• **How to complete this task**
Extract each line from the entries below that has the string "rough" in it.

• **Extracted information**
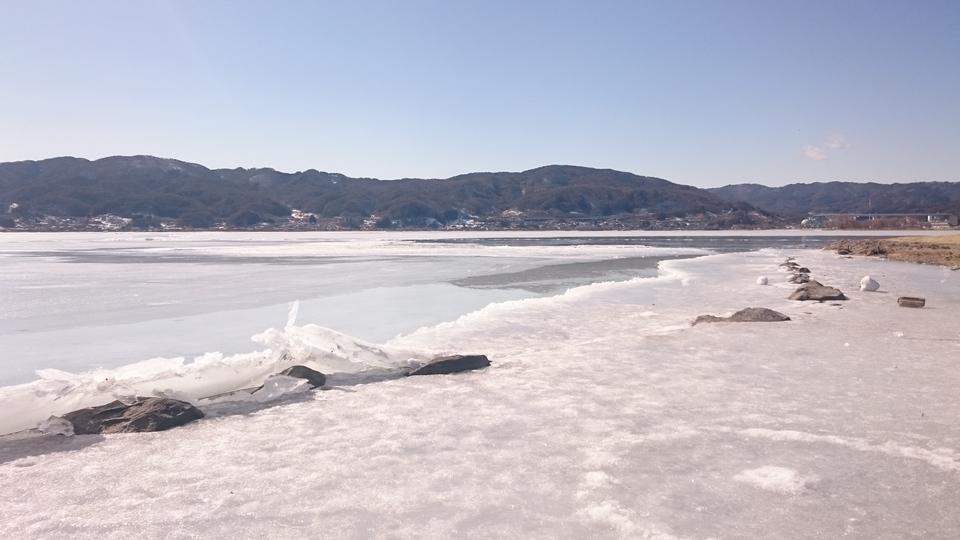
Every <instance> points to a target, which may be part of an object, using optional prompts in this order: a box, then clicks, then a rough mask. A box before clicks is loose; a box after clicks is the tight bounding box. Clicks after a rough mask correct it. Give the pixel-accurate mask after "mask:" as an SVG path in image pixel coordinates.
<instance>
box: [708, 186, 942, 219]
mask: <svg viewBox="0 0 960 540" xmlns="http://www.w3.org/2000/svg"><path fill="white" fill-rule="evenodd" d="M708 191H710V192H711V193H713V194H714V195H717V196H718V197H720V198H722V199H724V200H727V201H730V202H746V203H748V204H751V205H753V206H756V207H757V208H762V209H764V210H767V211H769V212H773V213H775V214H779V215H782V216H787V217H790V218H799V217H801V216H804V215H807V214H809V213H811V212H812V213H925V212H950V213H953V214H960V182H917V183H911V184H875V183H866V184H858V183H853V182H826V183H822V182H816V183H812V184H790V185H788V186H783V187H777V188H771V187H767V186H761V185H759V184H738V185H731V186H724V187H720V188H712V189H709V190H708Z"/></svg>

...

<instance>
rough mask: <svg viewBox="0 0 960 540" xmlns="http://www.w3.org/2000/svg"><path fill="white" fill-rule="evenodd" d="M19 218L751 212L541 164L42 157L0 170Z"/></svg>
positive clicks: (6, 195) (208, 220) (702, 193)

• **The completed task**
Every <instance> points to a target, which may be part of an object, using optional prompts in this order: a box, then clicks, then a rough mask. A box before clicks is loose; a box after clicks is the tight bounding box. Clicks after a rough mask correct it. Give the pixel-accurate mask after "mask:" as an SVG path in image pixel coordinates.
rough mask: <svg viewBox="0 0 960 540" xmlns="http://www.w3.org/2000/svg"><path fill="white" fill-rule="evenodd" d="M19 218L751 212L541 164L42 157L0 170Z"/></svg>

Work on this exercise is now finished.